Instructions for the task:
Rewrite the records starting at the line that contains "Our team needs the bounding box of the rocky" and ending at the line that contains "[0,77,347,260]", and give only those lines, requests included. Multiply each bounding box coordinate in the answers by 1.65 and round to whole numbers, with halves rounded up.

Records from a data source:
※
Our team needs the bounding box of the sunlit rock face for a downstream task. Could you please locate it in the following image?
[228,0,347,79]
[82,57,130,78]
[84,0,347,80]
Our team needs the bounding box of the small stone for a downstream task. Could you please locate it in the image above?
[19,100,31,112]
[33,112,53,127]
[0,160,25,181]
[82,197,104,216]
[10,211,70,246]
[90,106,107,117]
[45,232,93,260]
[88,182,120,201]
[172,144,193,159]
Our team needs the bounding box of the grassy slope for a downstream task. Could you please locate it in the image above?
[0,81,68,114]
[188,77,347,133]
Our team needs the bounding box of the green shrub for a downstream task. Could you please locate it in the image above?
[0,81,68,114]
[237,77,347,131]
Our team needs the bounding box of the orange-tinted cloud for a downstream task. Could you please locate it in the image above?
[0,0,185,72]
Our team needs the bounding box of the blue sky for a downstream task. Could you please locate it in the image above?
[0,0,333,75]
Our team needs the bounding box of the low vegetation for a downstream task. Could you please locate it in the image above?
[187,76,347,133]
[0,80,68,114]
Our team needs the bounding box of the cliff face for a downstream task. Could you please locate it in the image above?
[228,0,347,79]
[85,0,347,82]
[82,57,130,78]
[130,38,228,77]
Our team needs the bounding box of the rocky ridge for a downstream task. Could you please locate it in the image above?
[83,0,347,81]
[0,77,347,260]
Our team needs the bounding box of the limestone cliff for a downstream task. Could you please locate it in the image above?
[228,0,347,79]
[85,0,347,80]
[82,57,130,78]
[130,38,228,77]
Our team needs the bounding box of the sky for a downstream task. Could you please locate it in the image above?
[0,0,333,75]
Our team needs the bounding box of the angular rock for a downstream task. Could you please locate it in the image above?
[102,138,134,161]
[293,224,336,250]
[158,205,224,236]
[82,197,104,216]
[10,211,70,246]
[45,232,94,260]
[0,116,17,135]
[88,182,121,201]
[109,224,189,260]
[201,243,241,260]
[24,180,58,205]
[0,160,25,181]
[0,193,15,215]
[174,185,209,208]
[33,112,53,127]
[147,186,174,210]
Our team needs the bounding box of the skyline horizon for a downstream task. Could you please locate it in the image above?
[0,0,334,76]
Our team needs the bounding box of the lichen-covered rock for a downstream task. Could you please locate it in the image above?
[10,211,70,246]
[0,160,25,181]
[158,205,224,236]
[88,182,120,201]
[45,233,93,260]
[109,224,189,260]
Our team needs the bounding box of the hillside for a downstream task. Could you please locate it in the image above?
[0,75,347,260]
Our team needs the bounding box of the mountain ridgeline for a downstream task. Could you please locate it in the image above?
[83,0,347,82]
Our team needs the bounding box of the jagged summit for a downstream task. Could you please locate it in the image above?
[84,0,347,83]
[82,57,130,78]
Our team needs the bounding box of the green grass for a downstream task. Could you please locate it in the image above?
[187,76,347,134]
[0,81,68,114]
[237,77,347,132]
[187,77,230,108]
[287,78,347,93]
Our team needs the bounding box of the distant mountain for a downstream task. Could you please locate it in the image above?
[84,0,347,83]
※
Response to this exercise:
Our team needs the bounding box of the rocky ridge for a downstream task. Could you please locate it in the image above?
[137,0,573,134]
[0,127,573,429]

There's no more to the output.